## Begin Source document

Lake Titicaca - The world's highest navigable lake
Trip Start
Sep 08, 2008
1
9
35
Trip End
Nov 02, 2008
18 September 2008 - Thursday
Again an early start to our day as we handed in our bags to reception for the time that we'd be away on the islands. It was also the first real opportunity for us to get some washing done, so we handed in quite a few kilograms of it. Didn't care how much it was or wasn't going to cost us.
Once we'd handed in our washing we waiting for a while to see whether the others would arrive before we enquired about where breakfast was. We were told that it was at the top of the building, 6 floors up. Maybe 6 floors up doesn't sound like too much but when you're about 4000m above sea level every bit of excursion takes every bit of effort to get anywhere. I was completely, and I mean completely out of breath by the time I reached the top.
Our guide for this trip, Manual introduced himself and then informed us that our limos were waiting outside. Each of these 'limos' consisted of a guy on a tricycle with space for two passengers up front. A very scary but thrilling experience. There seems to be no real traffic laws despite the streets being so narrow and unnavigable. Thankfully arrived at the harbour in one solid piece. Had to take my hat off for the cyclists though considering we'd have been dead had we had to cycle at all at this altitude, even if it were to be downhill all the way.
Since we were going to be hosted by families on Amantani island for the night, we were requested to buy our host families a gift. Something like pasta, canned milk, tuna, fruit etc. Nothing like sweets or chocolates. So after a bit of shopping for tuna, milk, cooking oil and past, we also included some books and pencils should the family we were to be staying at have any kids. In retrospect, it would've been great to know what the family and home would be like before getting there as while we were there, we thought of so many things that would be useful to them, not only in terms of food, but cooking utensils as well.
Anyways, so we set off to the first island, Taquile, which was about 32km from Puno. This took us a leisurely three hours to get there, as we first dropped off some toilets which were to be donated to a group on the mainland somewhere. Speaking of toilets however, the one that was provided to us on the boat pretty much consisted of a toilet in a box. Except that this toilet didn't flush, ever. And as such the rule is number ones only. It was gross. A small boat doesn't sail smoothly and when you entered (which I needed to do) you had to endure everyone else's pee sloshing around in the hope it wasn't going to spill onto you...
On arriving on Taquile island, we took an exhausting 40 minutes to climb around to the main square of one of the towns. The men's jobs' on the island basically was agriculture and knitting. Knitting was not for women who instead had to spin the wool and do the weaving. Their clothing was very distinctive and bright allowing people to identify who was single, married or even a leader of sorts. After a 30 minute saunter around the square, we walked across to the other side of the island for lunch with a view.

## End Source document
## Begin Data listing

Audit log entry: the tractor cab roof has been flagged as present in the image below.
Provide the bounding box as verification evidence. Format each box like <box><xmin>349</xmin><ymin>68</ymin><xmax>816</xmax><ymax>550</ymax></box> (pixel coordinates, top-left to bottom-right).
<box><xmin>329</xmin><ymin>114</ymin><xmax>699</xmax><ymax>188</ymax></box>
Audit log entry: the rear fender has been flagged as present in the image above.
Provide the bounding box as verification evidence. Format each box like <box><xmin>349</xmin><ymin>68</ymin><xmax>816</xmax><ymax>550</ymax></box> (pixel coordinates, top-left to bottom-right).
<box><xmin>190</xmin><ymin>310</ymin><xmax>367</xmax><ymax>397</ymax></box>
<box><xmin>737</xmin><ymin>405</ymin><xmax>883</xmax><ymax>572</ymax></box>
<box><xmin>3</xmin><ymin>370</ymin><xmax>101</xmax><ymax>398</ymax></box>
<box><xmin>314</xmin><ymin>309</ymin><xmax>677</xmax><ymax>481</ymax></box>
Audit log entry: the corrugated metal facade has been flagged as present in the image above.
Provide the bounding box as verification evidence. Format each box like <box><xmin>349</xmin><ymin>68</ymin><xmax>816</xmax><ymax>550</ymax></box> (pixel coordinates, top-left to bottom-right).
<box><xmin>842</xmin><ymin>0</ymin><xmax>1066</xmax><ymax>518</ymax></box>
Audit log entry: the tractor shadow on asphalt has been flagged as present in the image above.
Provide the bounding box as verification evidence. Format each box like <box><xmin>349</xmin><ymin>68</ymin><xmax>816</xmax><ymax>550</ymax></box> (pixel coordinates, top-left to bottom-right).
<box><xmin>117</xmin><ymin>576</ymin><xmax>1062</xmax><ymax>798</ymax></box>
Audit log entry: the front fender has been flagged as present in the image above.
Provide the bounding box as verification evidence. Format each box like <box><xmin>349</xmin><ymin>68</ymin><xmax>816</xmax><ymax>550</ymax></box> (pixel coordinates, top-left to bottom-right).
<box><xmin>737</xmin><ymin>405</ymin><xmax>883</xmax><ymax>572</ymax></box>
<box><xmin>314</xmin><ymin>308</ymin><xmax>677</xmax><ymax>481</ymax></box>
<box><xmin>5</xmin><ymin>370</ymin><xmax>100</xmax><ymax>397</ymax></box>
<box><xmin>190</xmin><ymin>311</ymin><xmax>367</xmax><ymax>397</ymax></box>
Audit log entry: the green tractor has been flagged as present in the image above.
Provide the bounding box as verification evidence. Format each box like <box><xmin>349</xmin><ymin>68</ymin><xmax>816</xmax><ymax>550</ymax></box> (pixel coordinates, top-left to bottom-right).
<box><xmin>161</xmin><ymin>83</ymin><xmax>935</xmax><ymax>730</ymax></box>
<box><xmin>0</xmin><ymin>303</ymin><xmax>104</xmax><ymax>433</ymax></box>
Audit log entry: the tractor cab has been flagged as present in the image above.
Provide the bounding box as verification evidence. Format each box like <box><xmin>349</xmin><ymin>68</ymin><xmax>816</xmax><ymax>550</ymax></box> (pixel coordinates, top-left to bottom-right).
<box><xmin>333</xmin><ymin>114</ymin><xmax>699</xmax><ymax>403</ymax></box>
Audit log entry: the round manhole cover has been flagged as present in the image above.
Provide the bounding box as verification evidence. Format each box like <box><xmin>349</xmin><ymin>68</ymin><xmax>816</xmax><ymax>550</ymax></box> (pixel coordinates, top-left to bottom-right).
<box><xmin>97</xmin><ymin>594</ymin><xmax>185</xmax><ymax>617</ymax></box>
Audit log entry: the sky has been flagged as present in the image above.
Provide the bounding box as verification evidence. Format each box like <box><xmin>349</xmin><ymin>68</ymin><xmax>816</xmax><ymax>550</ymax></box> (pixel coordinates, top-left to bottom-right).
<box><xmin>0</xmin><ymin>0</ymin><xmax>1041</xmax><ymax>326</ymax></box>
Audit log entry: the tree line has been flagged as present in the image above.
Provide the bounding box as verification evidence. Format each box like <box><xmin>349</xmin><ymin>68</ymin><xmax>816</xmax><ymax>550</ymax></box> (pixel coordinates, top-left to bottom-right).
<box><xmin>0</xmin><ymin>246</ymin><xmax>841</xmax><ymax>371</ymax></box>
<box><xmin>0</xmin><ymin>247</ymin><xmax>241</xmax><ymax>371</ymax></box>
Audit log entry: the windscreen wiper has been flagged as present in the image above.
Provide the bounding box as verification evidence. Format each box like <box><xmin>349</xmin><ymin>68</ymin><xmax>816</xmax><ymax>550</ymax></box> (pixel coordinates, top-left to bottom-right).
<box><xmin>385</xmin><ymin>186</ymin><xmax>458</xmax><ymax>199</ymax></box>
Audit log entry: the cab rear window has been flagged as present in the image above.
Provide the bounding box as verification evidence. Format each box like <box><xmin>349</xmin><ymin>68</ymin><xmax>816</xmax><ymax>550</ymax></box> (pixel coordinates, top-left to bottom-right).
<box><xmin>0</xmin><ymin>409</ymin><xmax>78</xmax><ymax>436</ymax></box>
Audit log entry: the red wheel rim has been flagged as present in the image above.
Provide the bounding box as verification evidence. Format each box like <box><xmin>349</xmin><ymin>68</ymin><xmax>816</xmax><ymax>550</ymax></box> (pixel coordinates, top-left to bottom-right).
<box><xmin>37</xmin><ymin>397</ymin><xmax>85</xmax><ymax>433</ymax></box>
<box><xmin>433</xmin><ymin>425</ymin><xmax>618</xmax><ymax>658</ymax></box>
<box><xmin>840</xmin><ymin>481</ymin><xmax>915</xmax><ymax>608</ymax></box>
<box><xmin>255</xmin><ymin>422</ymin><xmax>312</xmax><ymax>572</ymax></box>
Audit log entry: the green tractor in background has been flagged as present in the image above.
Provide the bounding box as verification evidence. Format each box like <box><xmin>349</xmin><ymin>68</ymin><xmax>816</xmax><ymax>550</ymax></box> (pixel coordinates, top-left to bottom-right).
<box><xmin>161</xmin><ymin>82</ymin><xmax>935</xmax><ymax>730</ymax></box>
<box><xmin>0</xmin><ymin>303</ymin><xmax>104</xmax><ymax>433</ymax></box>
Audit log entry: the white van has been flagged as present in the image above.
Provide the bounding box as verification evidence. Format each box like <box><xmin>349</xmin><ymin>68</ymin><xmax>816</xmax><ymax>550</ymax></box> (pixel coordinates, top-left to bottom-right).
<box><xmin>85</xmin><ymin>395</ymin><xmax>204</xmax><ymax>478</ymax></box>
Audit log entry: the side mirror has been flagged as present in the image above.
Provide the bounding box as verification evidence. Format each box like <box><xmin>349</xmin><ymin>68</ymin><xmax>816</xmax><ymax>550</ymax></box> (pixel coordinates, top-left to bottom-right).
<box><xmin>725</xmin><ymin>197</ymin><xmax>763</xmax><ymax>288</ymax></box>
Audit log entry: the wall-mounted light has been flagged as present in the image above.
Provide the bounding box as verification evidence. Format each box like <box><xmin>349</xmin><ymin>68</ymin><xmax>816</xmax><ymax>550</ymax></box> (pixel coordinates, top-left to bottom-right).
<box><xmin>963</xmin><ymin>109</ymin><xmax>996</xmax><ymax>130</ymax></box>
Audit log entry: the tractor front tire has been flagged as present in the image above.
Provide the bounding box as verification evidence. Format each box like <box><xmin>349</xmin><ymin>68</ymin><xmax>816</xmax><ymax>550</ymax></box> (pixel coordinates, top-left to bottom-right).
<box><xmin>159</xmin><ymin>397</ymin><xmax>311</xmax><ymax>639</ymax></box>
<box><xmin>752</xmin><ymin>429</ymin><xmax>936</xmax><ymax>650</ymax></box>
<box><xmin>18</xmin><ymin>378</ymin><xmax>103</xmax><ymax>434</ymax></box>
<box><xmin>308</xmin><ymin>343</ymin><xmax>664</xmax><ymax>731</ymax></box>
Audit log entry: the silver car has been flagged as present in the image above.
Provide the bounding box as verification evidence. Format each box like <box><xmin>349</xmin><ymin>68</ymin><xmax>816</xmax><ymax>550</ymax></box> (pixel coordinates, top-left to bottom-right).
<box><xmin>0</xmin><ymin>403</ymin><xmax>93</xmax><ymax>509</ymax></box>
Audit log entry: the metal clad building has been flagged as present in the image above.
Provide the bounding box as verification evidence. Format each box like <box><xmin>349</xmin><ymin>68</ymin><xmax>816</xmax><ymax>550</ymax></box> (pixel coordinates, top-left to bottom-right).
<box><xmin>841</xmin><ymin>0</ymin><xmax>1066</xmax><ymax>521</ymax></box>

## End Data listing

→ **Tasks to perform**
1. Copy word for word the passage of the Lake Titicaca travel diary from "Since we were" up to and including "utensils as well.".
2. Write the next part of the Lake Titicaca travel diary, picking up after its last sentence.

→ **Exercise responses**
1.
Since we were going to be hosted by families on Amantani island for the night, we were requested to buy our host families a gift. Something like pasta, canned milk, tuna, fruit etc. Nothing like sweets or chocolates. So after a bit of shopping for tuna, milk, cooking oil and past, we also included some books and pencils should the family we were to be staying at have any kids. In retrospect, it would've been great to know what the family and home would be like before getting there as while we were there, we thought of so many things that would be useful to them, not only in terms of food, but cooking utensils as well.

2.
All of us were lined up to sit on the one side of the table overlooking lake Titicaca. It almost looked as though we were at The Last Supper. The menu consisted of a choice Quinua soup and a choice of trout or omelette. The soup was delicious, and so was the fish. With what these people have they really make the effort for the tourists as I believe that right now we are one of their main sources of income.
We then headed back down the island to catch our boat to Amantani island. Though the water was choppy, I managed to feel fine the whole way there without a hint of sea sickness. We were paired up (Nix and myself obviously) and introduced to our host families. We met Flora, our mama who took us up to her home to meet her son Christiaan and her husband. On arrival at her home, Flora showed us our room which consisted of 2 beds and a table. The light was battery powered. After we dropped off our luggage, Flora gave us each an alpaca hat to wear. I think this was in aid of identifying us when we were back with the rest of our group, and then walked us up to the main square.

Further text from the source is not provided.